DATA SECTION: Begin
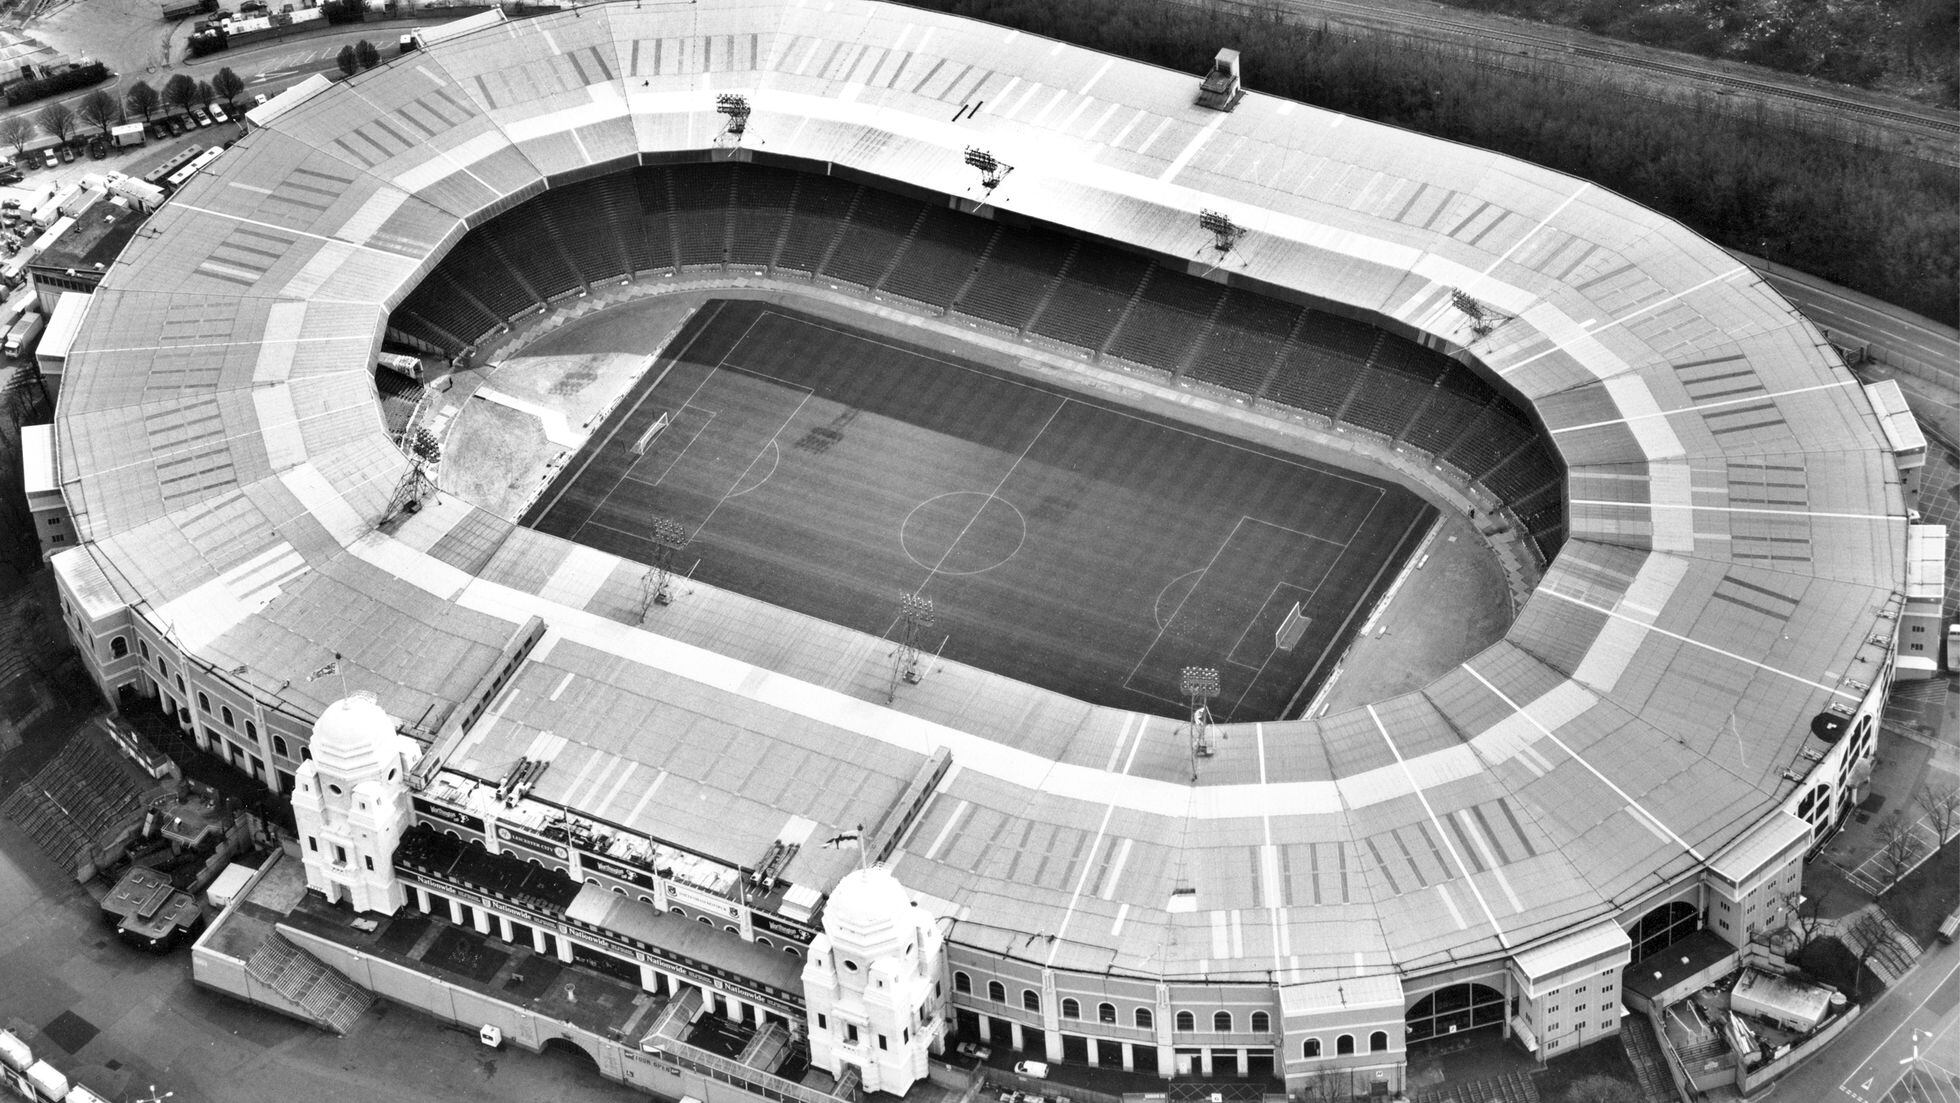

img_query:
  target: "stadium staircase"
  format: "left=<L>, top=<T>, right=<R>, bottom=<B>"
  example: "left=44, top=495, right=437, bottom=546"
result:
left=1410, top=1068, right=1539, bottom=1103
left=1, top=732, right=149, bottom=868
left=1618, top=1014, right=1679, bottom=1103
left=244, top=930, right=375, bottom=1035
left=382, top=161, right=1568, bottom=559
DATA SECTION: End
THE PROBLEM - Retype every record as it stands. None of the pictures should appear.

RESPONSE BELOW -
img_query:
  target: "stadium staircase"
  format: "left=<L>, top=<T>, right=<R>, bottom=<B>"
  example: "left=44, top=495, right=437, bottom=546"
result:
left=1410, top=1068, right=1539, bottom=1103
left=1, top=732, right=149, bottom=868
left=1618, top=1014, right=1679, bottom=1103
left=244, top=930, right=375, bottom=1035
left=382, top=161, right=1568, bottom=559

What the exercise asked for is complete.